* DIRECTIVE: Convert the lines into a JSON list of strings, starting at the line that contains "Please put a marker on the pile" and ending at the last line of the records. Use one string per line and leave out any blank lines.

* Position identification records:
[BEGIN]
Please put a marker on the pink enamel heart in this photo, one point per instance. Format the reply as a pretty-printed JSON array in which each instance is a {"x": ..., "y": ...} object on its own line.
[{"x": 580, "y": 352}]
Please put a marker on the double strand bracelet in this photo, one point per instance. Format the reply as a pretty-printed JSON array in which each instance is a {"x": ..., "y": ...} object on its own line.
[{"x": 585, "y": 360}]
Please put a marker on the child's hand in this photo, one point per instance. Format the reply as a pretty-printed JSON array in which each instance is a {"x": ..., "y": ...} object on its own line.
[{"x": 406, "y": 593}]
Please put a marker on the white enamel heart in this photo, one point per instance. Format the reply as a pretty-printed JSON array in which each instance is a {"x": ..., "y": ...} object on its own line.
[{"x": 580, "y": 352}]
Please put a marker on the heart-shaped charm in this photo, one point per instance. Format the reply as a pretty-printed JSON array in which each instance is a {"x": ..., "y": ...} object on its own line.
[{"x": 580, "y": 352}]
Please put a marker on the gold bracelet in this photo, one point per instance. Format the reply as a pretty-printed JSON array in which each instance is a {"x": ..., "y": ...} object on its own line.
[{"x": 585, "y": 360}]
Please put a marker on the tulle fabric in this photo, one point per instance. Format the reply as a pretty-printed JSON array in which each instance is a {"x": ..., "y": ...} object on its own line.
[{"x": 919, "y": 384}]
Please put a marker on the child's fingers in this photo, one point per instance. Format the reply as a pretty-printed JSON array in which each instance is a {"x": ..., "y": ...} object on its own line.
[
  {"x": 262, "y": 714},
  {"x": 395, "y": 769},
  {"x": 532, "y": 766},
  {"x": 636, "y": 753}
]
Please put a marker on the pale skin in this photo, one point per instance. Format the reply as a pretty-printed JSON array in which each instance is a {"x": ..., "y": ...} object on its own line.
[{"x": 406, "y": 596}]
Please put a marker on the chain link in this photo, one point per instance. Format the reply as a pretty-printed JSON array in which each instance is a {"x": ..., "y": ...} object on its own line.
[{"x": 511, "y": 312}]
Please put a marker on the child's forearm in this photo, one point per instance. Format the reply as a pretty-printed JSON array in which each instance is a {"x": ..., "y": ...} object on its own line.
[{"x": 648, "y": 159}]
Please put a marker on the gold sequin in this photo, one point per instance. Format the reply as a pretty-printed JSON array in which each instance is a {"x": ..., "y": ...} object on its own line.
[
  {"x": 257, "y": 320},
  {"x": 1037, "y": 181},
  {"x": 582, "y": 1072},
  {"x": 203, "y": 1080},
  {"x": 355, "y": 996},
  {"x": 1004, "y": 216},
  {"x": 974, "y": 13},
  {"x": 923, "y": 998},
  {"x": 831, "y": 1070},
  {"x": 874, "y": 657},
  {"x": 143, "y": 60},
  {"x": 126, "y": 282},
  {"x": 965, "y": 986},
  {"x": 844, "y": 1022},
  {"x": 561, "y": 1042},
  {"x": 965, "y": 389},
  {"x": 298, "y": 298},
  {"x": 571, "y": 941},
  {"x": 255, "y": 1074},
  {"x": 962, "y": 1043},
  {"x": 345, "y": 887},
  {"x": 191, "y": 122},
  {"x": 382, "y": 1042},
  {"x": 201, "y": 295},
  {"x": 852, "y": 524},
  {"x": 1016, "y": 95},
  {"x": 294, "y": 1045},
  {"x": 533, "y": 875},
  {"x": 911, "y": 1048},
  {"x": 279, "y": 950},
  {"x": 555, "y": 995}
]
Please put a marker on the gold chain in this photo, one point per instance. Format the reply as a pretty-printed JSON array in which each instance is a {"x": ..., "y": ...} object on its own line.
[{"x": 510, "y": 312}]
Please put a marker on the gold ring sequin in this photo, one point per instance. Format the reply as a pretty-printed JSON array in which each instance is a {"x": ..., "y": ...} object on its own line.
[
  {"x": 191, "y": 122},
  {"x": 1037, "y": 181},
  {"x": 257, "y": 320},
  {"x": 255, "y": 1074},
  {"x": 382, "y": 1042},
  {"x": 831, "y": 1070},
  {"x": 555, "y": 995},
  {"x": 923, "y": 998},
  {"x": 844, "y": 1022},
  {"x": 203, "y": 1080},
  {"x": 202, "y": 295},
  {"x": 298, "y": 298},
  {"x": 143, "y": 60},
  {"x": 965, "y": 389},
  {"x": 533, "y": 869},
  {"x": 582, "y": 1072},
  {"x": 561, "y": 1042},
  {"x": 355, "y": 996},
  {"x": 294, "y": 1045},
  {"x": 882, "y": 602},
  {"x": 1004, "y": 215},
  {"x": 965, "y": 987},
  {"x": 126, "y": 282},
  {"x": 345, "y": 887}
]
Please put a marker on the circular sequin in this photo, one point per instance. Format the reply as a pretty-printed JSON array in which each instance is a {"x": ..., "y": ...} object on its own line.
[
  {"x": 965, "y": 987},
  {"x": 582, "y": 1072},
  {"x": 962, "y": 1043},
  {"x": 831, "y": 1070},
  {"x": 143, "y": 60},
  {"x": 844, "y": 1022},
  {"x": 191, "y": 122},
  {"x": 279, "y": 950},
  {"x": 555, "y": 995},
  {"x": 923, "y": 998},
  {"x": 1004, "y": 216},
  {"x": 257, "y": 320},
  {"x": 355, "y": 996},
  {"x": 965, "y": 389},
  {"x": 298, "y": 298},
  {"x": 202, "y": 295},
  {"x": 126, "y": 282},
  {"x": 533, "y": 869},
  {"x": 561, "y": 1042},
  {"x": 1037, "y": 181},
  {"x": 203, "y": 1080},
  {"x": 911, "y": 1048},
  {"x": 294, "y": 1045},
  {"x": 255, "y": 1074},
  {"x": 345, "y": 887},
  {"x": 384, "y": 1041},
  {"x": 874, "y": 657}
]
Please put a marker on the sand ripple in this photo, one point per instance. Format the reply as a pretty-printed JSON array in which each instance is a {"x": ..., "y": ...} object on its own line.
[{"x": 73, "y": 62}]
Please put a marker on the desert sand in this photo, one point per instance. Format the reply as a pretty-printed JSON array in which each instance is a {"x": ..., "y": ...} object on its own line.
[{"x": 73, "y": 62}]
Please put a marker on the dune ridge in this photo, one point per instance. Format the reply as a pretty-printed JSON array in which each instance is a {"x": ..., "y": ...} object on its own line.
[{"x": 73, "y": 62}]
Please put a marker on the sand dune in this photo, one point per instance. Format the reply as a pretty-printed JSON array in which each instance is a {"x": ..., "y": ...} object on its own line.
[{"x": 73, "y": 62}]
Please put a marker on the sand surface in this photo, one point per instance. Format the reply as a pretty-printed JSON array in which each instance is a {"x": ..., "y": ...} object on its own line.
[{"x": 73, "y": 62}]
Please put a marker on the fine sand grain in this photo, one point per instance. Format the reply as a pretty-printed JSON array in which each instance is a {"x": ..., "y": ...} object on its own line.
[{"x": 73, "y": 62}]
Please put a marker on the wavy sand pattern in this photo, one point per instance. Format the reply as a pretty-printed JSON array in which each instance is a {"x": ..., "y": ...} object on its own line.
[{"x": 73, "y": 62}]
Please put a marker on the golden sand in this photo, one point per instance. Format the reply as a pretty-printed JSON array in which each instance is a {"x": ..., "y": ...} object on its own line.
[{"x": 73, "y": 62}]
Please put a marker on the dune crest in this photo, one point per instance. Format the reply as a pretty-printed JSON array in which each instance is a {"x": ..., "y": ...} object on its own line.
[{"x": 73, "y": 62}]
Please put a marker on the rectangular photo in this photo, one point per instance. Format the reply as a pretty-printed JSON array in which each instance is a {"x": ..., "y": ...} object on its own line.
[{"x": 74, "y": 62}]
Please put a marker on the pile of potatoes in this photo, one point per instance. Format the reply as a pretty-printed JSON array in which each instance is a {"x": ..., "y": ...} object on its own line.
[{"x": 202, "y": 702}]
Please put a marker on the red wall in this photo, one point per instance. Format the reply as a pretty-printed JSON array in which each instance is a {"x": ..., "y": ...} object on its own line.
[END]
* OUTPUT:
[
  "Please put a marker on the pile of potatoes in this photo, one point per instance. Format the reply as a pretty-printed JSON array in which each instance is a {\"x\": ..., \"y\": ...} object on its own line.",
  "[{\"x\": 202, \"y\": 702}]",
  "Please put a marker on the red wall in this photo, one point per instance. Format the reply as a pretty-printed JSON array in which each instance is a {\"x\": ..., \"y\": ...} object on its own line."
]